## start

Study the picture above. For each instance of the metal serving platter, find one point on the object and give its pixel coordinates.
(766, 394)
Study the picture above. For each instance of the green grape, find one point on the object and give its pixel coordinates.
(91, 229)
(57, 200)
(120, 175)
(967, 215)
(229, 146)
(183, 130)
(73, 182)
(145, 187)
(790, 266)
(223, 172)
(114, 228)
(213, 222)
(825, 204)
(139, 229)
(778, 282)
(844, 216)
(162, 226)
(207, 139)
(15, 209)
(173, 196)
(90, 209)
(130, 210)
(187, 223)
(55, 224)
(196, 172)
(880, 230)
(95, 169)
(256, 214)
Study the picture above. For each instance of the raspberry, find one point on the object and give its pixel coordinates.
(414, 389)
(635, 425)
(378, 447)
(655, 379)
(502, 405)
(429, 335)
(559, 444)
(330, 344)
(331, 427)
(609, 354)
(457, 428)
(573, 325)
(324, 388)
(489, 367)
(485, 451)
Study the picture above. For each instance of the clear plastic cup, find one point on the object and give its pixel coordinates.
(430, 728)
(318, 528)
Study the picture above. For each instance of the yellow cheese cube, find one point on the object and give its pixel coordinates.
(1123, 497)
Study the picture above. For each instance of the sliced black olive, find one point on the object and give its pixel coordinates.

## end
## start

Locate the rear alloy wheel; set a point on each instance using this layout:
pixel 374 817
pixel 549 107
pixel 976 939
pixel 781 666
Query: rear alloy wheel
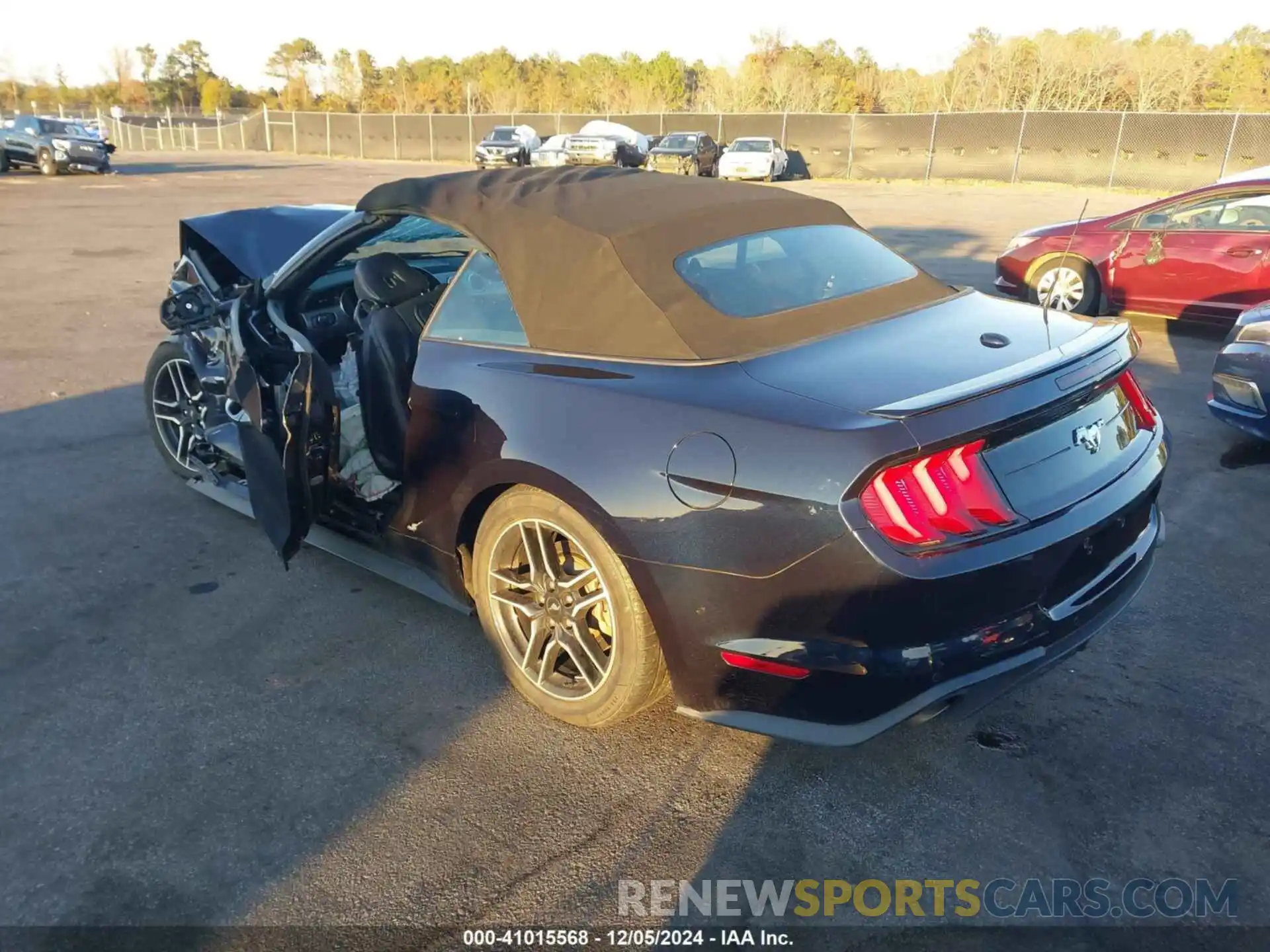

## end

Recast everything in the entries above, from the line containing "Study the picture above. For each instance of the yellow" down to the line containing "Study the picture above. For each instance of the sliced", as a JSON list of strings with one string per line and both of those lines included.

[
  "Study the picture above. For each instance of the yellow cheese cube, find one point on the object and give its pixel coordinates.",
  "(1123, 497)",
  "Study the picture above. For each instance of the sliced black olive, find one point on the object and give its pixel coordinates."
]